(Materials provided):
# # # # # # #
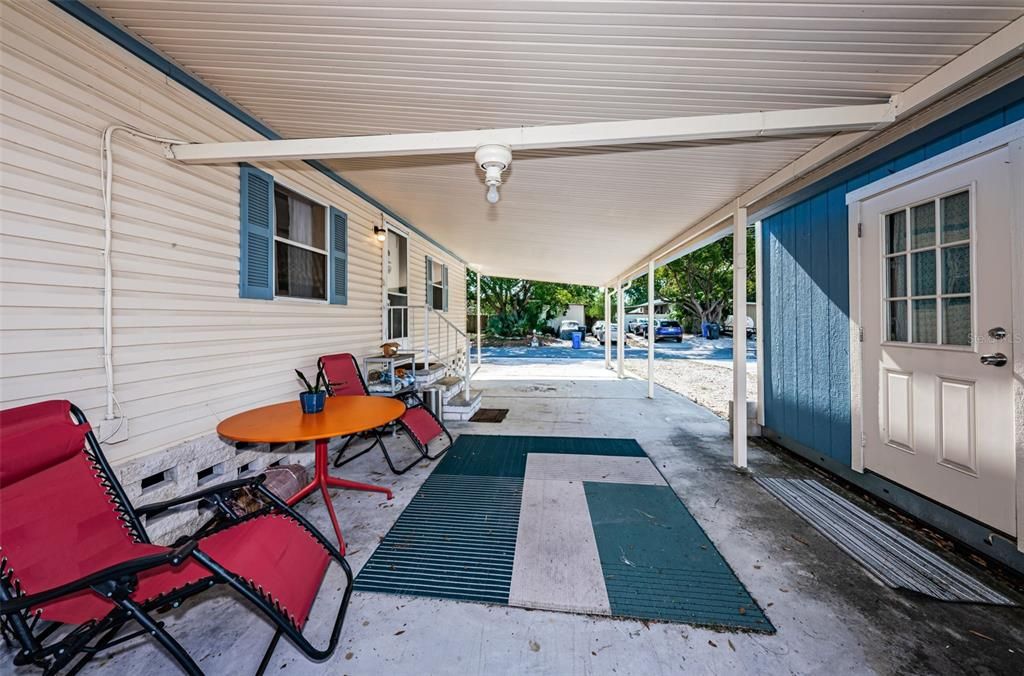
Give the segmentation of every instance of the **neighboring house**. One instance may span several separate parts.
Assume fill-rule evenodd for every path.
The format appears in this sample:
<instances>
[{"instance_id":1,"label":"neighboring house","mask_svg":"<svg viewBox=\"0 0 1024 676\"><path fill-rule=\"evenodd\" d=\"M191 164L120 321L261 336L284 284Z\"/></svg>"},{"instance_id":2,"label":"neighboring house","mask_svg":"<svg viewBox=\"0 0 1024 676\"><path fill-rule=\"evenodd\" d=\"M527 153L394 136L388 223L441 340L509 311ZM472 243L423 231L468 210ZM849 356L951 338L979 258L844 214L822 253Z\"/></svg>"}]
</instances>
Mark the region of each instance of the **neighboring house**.
<instances>
[{"instance_id":1,"label":"neighboring house","mask_svg":"<svg viewBox=\"0 0 1024 676\"><path fill-rule=\"evenodd\" d=\"M548 320L548 326L557 331L562 322L565 320L572 320L573 322L579 323L580 326L585 327L587 326L585 309L586 305L583 305L582 303L569 303L569 306L565 308L565 311L562 312L561 316Z\"/></svg>"},{"instance_id":2,"label":"neighboring house","mask_svg":"<svg viewBox=\"0 0 1024 676\"><path fill-rule=\"evenodd\" d=\"M626 313L647 316L647 306L642 305L639 307L634 307L628 310ZM654 319L655 320L672 319L672 303L670 303L667 300L662 300L660 298L654 300Z\"/></svg>"},{"instance_id":3,"label":"neighboring house","mask_svg":"<svg viewBox=\"0 0 1024 676\"><path fill-rule=\"evenodd\" d=\"M1011 255L1024 228L1024 80L940 110L750 214L762 229L764 425L1013 560L1024 423L1012 365L983 362L1011 352L998 329L1024 319Z\"/></svg>"}]
</instances>

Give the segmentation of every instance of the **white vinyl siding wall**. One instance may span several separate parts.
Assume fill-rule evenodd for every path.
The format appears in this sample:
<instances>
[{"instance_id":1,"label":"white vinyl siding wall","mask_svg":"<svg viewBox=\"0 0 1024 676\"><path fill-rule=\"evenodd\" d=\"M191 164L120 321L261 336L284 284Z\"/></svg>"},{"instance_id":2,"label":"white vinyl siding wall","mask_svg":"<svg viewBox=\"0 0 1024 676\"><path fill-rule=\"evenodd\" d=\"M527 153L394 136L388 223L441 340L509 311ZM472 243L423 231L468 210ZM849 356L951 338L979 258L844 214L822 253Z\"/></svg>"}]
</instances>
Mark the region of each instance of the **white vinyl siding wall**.
<instances>
[{"instance_id":1,"label":"white vinyl siding wall","mask_svg":"<svg viewBox=\"0 0 1024 676\"><path fill-rule=\"evenodd\" d=\"M49 3L5 2L2 23L0 407L69 398L95 425L105 400L102 130L260 136ZM112 460L295 396L292 369L314 370L319 354L377 351L379 210L303 163L260 165L348 214L349 300L240 299L239 168L176 164L125 134L114 155L114 365L130 436L108 447ZM464 327L462 264L415 234L410 245L413 302L423 301L423 257L443 260L447 316Z\"/></svg>"}]
</instances>

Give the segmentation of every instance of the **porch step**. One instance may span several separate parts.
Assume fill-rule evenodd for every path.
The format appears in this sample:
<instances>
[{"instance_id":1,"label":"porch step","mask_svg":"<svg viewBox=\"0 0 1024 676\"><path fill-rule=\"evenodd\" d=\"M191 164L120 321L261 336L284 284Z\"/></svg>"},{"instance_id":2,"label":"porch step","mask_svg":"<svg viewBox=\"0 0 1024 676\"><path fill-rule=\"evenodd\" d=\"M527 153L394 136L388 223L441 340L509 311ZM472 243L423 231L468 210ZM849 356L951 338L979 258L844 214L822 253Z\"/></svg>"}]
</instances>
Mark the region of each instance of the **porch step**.
<instances>
[{"instance_id":1,"label":"porch step","mask_svg":"<svg viewBox=\"0 0 1024 676\"><path fill-rule=\"evenodd\" d=\"M468 397L465 392L459 392L444 405L444 420L469 420L480 410L482 400L483 392L478 389L471 390Z\"/></svg>"},{"instance_id":2,"label":"porch step","mask_svg":"<svg viewBox=\"0 0 1024 676\"><path fill-rule=\"evenodd\" d=\"M430 369L423 368L422 364L416 365L416 384L420 389L429 387L444 377L445 369L443 364L431 364Z\"/></svg>"},{"instance_id":3,"label":"porch step","mask_svg":"<svg viewBox=\"0 0 1024 676\"><path fill-rule=\"evenodd\" d=\"M462 391L462 378L457 376L444 376L434 382L431 387L437 387L443 391L444 403L447 404L459 392Z\"/></svg>"}]
</instances>

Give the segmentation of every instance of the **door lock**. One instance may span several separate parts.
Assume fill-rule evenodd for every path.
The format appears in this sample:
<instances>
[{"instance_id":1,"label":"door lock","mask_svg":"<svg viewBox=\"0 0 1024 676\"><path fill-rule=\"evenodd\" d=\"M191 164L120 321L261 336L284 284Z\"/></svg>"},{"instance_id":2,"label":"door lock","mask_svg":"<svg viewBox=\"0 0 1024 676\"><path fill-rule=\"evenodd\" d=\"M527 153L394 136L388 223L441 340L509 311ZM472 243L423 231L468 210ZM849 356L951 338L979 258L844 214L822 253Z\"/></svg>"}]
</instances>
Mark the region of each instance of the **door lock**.
<instances>
[{"instance_id":1,"label":"door lock","mask_svg":"<svg viewBox=\"0 0 1024 676\"><path fill-rule=\"evenodd\" d=\"M981 363L985 366L1007 366L1007 355L1002 352L994 354L982 354Z\"/></svg>"}]
</instances>

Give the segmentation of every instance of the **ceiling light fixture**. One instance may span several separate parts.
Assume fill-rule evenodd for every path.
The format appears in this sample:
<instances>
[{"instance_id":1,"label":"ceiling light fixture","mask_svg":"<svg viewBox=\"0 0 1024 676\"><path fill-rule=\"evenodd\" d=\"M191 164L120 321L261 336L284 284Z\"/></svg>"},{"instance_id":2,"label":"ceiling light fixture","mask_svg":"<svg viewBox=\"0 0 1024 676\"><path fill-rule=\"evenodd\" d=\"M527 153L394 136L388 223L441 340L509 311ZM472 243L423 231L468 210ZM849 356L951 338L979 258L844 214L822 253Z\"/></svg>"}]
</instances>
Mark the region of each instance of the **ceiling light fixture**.
<instances>
[{"instance_id":1,"label":"ceiling light fixture","mask_svg":"<svg viewBox=\"0 0 1024 676\"><path fill-rule=\"evenodd\" d=\"M476 164L483 169L483 182L487 186L487 202L498 204L501 196L498 186L502 184L502 172L512 164L512 151L508 145L488 143L476 149Z\"/></svg>"}]
</instances>

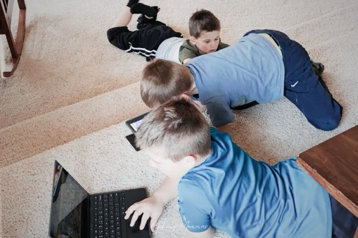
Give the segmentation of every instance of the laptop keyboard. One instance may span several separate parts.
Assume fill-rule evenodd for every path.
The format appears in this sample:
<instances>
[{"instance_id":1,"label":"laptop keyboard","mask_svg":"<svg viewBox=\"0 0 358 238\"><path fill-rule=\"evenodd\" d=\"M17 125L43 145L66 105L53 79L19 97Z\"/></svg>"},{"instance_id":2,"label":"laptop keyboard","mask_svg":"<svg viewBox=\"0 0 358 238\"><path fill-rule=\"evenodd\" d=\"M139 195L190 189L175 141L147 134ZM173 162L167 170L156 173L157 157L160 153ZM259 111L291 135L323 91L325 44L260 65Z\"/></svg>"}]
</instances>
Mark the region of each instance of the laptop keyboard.
<instances>
[{"instance_id":1,"label":"laptop keyboard","mask_svg":"<svg viewBox=\"0 0 358 238\"><path fill-rule=\"evenodd\" d=\"M124 192L95 196L95 238L127 238Z\"/></svg>"}]
</instances>

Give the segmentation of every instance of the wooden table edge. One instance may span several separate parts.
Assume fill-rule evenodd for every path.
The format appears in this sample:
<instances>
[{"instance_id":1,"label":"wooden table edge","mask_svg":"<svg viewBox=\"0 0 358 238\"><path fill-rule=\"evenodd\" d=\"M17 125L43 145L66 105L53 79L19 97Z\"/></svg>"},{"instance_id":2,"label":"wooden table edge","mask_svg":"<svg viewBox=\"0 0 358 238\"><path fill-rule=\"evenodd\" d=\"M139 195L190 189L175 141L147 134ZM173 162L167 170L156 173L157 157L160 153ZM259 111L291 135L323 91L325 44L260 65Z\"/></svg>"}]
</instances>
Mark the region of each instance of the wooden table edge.
<instances>
[{"instance_id":1,"label":"wooden table edge","mask_svg":"<svg viewBox=\"0 0 358 238\"><path fill-rule=\"evenodd\" d=\"M354 204L344 194L320 175L316 170L310 166L299 156L297 157L296 162L304 171L327 190L331 196L354 216L358 217L358 205Z\"/></svg>"}]
</instances>

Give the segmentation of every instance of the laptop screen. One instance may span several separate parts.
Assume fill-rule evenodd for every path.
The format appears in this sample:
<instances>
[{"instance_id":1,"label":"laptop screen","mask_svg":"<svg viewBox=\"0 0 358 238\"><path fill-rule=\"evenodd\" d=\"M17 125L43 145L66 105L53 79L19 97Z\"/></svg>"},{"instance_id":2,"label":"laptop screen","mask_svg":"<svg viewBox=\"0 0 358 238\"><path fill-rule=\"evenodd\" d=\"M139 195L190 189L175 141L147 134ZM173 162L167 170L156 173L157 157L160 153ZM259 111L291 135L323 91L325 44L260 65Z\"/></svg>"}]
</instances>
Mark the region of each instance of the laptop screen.
<instances>
[{"instance_id":1,"label":"laptop screen","mask_svg":"<svg viewBox=\"0 0 358 238\"><path fill-rule=\"evenodd\" d=\"M49 233L52 238L82 238L87 234L88 194L55 162Z\"/></svg>"},{"instance_id":2,"label":"laptop screen","mask_svg":"<svg viewBox=\"0 0 358 238\"><path fill-rule=\"evenodd\" d=\"M135 131L138 131L138 128L139 127L139 126L140 126L141 123L142 123L142 121L143 119L141 119L137 121L134 122L133 123L131 123L131 126L132 128L133 128L133 130Z\"/></svg>"}]
</instances>

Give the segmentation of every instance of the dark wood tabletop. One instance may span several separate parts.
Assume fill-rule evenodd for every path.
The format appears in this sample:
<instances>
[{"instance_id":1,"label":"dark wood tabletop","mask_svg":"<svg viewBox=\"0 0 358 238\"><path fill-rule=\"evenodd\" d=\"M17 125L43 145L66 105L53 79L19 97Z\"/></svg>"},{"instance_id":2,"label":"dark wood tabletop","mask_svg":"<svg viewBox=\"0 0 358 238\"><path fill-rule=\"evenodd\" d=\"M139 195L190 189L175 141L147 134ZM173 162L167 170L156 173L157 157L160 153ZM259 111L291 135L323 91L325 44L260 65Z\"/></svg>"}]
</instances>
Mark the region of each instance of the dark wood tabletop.
<instances>
[{"instance_id":1,"label":"dark wood tabletop","mask_svg":"<svg viewBox=\"0 0 358 238\"><path fill-rule=\"evenodd\" d=\"M358 125L301 153L296 162L358 217Z\"/></svg>"}]
</instances>

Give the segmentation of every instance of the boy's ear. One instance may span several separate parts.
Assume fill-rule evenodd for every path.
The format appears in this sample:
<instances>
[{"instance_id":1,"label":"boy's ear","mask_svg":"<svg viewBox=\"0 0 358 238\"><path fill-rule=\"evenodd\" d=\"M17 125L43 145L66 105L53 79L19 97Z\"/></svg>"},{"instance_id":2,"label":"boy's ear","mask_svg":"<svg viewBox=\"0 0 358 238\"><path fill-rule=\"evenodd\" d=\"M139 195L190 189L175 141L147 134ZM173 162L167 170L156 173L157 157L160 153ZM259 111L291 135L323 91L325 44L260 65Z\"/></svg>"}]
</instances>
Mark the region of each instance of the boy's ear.
<instances>
[{"instance_id":1,"label":"boy's ear","mask_svg":"<svg viewBox=\"0 0 358 238\"><path fill-rule=\"evenodd\" d=\"M197 162L196 157L193 155L188 155L184 158L185 163L190 167L194 166Z\"/></svg>"},{"instance_id":2,"label":"boy's ear","mask_svg":"<svg viewBox=\"0 0 358 238\"><path fill-rule=\"evenodd\" d=\"M195 40L196 39L195 39L195 37L193 36L190 36L190 37L189 37L189 40L190 41L190 42L193 45L195 45Z\"/></svg>"}]
</instances>

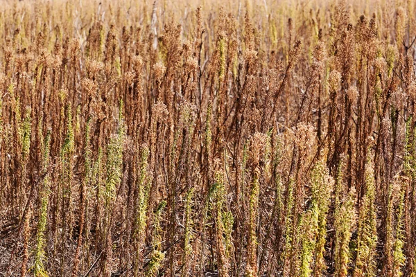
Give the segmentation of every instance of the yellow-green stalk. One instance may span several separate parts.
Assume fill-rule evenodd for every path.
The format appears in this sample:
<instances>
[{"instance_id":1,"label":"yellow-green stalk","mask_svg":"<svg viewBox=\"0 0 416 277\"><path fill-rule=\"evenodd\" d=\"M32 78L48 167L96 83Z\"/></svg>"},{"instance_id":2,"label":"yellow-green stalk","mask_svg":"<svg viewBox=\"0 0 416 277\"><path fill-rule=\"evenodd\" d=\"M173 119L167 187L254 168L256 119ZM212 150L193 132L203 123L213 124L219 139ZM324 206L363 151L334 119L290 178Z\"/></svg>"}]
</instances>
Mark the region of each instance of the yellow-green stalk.
<instances>
[{"instance_id":1,"label":"yellow-green stalk","mask_svg":"<svg viewBox=\"0 0 416 277\"><path fill-rule=\"evenodd\" d=\"M365 195L358 215L357 258L354 277L370 277L376 274L375 253L377 243L376 186L371 157L367 159L365 172Z\"/></svg>"},{"instance_id":2,"label":"yellow-green stalk","mask_svg":"<svg viewBox=\"0 0 416 277\"><path fill-rule=\"evenodd\" d=\"M162 262L164 259L165 253L162 251L162 229L160 227L160 220L163 214L163 210L166 206L166 202L162 201L160 202L156 213L154 216L154 230L153 233L153 249L152 251L152 256L150 261L149 262L148 267L147 269L146 276L146 277L155 277L159 274L159 269L162 265Z\"/></svg>"},{"instance_id":3,"label":"yellow-green stalk","mask_svg":"<svg viewBox=\"0 0 416 277\"><path fill-rule=\"evenodd\" d=\"M46 260L44 247L46 245L45 232L48 220L48 204L49 202L49 194L51 193L51 177L48 172L48 168L50 164L50 148L51 130L48 130L44 138L42 157L42 175L44 177L40 190L40 212L39 222L37 222L35 264L33 265L35 277L47 277L49 276L44 266L44 262Z\"/></svg>"},{"instance_id":4,"label":"yellow-green stalk","mask_svg":"<svg viewBox=\"0 0 416 277\"><path fill-rule=\"evenodd\" d=\"M347 277L351 259L349 242L356 220L355 188L352 187L335 215L335 276Z\"/></svg>"}]
</instances>

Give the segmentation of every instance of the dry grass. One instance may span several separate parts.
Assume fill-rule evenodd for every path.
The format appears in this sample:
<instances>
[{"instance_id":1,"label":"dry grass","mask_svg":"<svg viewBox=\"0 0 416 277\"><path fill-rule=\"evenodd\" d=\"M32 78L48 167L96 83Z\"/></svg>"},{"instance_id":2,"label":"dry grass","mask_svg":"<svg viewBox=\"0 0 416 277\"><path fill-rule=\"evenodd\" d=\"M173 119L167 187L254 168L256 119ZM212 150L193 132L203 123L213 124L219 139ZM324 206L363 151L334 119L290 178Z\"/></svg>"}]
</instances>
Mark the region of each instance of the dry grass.
<instances>
[{"instance_id":1,"label":"dry grass","mask_svg":"<svg viewBox=\"0 0 416 277\"><path fill-rule=\"evenodd\" d=\"M416 1L2 1L0 276L416 277Z\"/></svg>"}]
</instances>

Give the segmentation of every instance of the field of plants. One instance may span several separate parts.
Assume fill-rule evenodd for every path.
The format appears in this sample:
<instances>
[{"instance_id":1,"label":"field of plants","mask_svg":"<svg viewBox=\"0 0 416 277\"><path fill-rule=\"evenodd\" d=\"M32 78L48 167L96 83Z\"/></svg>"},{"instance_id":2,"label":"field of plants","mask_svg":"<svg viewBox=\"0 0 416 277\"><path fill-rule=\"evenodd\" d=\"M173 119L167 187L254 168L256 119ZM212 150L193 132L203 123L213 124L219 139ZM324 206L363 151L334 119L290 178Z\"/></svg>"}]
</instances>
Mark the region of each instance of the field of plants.
<instances>
[{"instance_id":1,"label":"field of plants","mask_svg":"<svg viewBox=\"0 0 416 277\"><path fill-rule=\"evenodd\" d=\"M0 1L0 276L416 277L416 0Z\"/></svg>"}]
</instances>

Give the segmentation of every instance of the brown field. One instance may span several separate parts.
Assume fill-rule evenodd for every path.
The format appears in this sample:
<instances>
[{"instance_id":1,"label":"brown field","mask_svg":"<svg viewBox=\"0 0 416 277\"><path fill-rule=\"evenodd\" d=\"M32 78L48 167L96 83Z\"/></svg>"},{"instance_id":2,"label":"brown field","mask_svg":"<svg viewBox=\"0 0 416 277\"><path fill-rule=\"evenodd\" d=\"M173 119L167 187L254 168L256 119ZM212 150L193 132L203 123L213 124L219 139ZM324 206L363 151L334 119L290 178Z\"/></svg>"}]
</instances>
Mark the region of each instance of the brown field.
<instances>
[{"instance_id":1,"label":"brown field","mask_svg":"<svg viewBox=\"0 0 416 277\"><path fill-rule=\"evenodd\" d=\"M0 277L416 277L416 0L0 1Z\"/></svg>"}]
</instances>

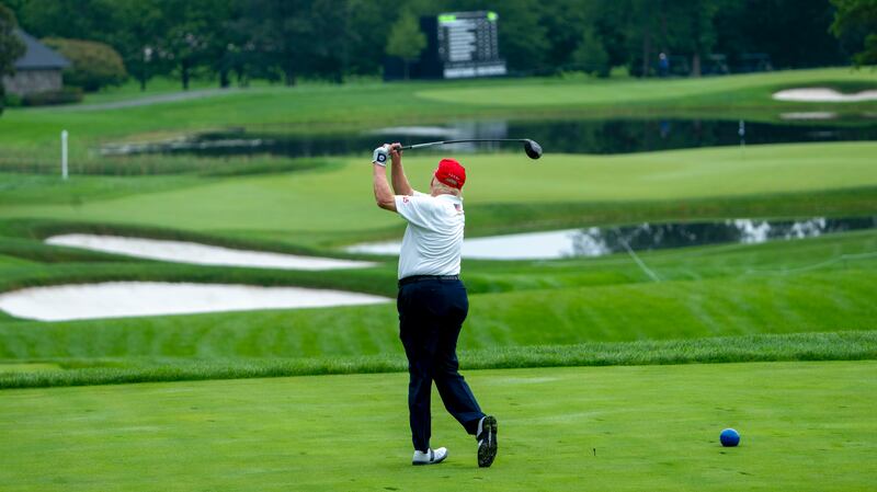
# # # # # # #
Turn the rows, from the line containing "Give the segmentation of every instance of the brown" through the end of the rows, into a Markdown table with the columns Nr and Line, giving each line its number and text. Skip blank lines and leave out the pictures.

(Task answer):
| Nr | Line |
|---|---|
| 1 | Give the segmentation of every instance of the brown field. One instance may span several separate parts. |
| 2 | Assume fill-rule evenodd for every path. |
| 3 | The format appears in this sample: |
| 4 | <instances> |
| 5 | [{"instance_id":1,"label":"brown field","mask_svg":"<svg viewBox=\"0 0 416 277\"><path fill-rule=\"evenodd\" d=\"M32 78L48 167L96 83Z\"/></svg>"},{"instance_id":2,"label":"brown field","mask_svg":"<svg viewBox=\"0 0 416 277\"><path fill-rule=\"evenodd\" d=\"M173 119L167 187L254 168L256 119ZM212 150L193 132L203 123L213 124L219 139ZM324 206L363 151L334 119L290 178Z\"/></svg>"}] |
| 6 | </instances> |
| 7 | Mark the region of each instance of the brown field. |
| 8 | <instances> |
| 9 | [{"instance_id":1,"label":"brown field","mask_svg":"<svg viewBox=\"0 0 416 277\"><path fill-rule=\"evenodd\" d=\"M0 277L416 277L416 0L0 1Z\"/></svg>"}] |
| 10 | </instances> |